Collection entries:
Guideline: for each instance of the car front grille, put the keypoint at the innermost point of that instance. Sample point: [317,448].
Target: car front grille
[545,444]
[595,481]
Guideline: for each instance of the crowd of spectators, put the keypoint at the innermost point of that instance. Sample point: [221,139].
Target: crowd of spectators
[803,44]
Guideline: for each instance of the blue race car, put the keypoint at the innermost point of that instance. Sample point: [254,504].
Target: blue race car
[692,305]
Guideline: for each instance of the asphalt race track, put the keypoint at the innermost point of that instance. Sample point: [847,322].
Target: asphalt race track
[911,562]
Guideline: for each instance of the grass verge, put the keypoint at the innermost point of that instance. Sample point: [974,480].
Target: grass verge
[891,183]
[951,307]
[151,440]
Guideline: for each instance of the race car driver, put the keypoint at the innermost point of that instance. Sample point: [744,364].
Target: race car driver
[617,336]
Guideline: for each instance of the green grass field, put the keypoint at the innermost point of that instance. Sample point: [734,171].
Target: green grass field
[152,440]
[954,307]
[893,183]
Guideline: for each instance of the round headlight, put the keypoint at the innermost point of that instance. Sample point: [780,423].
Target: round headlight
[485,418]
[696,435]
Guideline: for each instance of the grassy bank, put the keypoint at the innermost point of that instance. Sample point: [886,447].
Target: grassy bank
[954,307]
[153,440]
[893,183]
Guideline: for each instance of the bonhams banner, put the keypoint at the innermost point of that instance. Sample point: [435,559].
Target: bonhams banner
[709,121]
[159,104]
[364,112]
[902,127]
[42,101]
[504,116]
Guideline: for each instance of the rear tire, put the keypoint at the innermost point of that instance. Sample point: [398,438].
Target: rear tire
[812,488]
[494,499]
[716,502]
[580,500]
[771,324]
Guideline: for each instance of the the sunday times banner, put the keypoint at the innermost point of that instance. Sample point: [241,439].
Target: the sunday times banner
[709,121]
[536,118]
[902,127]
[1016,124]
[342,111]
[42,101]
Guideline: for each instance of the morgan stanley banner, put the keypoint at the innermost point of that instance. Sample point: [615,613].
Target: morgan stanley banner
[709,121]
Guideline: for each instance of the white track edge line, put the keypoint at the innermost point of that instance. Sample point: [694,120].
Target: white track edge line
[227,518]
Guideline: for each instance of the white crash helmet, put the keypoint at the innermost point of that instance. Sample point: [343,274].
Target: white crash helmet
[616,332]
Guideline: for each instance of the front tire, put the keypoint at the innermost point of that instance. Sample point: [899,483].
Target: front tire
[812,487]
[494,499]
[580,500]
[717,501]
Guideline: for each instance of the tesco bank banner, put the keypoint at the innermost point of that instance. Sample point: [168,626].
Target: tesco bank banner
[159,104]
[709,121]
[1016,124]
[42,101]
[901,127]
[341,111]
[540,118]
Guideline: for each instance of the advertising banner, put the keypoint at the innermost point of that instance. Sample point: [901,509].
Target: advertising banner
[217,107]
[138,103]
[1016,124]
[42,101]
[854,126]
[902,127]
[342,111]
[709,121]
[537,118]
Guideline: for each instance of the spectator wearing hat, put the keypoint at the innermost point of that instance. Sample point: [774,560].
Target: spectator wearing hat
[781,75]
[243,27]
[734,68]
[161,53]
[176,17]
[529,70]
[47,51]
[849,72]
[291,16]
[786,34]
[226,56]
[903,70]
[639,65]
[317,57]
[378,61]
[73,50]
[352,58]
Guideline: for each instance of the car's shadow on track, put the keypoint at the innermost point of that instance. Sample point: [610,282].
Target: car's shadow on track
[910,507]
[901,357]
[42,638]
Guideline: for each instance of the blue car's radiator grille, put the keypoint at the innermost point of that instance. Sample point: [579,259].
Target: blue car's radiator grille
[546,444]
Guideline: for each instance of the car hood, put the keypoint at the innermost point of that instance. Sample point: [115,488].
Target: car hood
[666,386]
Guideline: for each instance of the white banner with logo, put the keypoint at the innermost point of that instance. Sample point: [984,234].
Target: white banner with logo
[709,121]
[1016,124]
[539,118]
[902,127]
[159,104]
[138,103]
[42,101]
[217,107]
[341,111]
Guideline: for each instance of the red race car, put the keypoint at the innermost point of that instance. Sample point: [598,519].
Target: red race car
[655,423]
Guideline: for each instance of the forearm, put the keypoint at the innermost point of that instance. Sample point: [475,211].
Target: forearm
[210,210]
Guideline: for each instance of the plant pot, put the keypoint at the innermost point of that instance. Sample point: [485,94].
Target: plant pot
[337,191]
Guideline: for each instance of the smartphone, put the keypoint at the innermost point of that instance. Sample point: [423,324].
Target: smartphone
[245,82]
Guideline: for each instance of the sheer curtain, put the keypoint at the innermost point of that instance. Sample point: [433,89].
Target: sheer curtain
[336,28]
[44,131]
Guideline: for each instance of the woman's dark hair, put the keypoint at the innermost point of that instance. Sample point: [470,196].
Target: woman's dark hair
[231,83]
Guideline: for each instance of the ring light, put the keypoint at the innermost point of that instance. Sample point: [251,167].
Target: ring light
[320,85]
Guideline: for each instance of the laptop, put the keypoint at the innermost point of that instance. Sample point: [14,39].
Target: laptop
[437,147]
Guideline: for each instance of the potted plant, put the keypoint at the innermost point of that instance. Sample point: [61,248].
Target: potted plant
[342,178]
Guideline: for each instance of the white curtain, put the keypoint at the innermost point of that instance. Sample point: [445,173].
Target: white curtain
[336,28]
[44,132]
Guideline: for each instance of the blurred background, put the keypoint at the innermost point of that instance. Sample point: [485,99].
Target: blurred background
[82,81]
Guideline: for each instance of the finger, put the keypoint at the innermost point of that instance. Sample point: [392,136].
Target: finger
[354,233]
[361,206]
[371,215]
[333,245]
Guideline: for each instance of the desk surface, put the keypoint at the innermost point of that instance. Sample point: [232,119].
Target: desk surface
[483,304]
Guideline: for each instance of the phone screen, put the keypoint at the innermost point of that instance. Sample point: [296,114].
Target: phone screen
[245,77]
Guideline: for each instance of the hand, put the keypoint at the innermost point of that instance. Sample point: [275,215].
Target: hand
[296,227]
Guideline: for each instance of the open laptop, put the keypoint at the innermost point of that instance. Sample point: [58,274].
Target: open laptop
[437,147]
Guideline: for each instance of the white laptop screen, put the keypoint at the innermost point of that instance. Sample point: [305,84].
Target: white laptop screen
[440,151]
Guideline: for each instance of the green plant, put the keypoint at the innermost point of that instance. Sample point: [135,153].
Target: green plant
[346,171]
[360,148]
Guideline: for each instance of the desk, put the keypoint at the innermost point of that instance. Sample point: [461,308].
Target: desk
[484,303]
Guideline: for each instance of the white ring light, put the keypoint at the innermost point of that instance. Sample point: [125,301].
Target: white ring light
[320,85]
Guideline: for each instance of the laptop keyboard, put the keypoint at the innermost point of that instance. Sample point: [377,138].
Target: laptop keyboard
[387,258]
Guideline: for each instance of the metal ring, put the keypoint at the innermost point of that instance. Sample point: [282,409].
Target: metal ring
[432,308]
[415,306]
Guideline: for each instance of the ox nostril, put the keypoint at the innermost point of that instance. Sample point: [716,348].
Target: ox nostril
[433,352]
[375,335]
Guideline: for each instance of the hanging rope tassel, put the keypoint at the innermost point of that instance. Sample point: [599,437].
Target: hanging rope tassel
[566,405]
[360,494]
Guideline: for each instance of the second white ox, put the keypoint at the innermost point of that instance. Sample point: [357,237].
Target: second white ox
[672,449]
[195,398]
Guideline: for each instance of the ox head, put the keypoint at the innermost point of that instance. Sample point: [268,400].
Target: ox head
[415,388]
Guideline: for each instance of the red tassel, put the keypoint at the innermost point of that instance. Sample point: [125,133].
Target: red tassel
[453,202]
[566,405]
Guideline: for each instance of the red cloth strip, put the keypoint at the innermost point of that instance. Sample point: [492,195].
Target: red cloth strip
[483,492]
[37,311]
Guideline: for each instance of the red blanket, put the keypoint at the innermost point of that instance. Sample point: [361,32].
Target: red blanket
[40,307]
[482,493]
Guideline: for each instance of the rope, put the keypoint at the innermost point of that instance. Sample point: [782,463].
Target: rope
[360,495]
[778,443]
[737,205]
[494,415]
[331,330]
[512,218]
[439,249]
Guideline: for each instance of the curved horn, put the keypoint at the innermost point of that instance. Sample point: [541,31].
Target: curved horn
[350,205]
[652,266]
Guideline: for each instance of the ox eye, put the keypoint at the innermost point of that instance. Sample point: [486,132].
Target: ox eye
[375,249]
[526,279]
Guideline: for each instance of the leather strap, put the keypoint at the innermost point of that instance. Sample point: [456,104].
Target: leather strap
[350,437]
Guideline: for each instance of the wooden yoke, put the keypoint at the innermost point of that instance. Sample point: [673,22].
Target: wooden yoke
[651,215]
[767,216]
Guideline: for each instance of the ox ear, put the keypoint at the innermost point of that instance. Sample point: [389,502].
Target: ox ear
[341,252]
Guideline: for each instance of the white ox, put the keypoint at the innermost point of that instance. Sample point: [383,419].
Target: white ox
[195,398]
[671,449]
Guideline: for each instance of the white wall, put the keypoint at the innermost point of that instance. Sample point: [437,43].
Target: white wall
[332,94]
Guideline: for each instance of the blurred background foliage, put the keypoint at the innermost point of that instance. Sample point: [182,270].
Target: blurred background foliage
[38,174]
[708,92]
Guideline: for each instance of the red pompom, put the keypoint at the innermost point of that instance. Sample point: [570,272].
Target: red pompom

▶ _WHAT THE TASK ASKS_
For each line of the entries that contains the word "pompom", make a copy.

▶ _RESPONSE BOX_
Guideline: for each instance of the red pompom, put the keypoint at the innermost point of that instance. Sample point: [570,272].
Target: red pompom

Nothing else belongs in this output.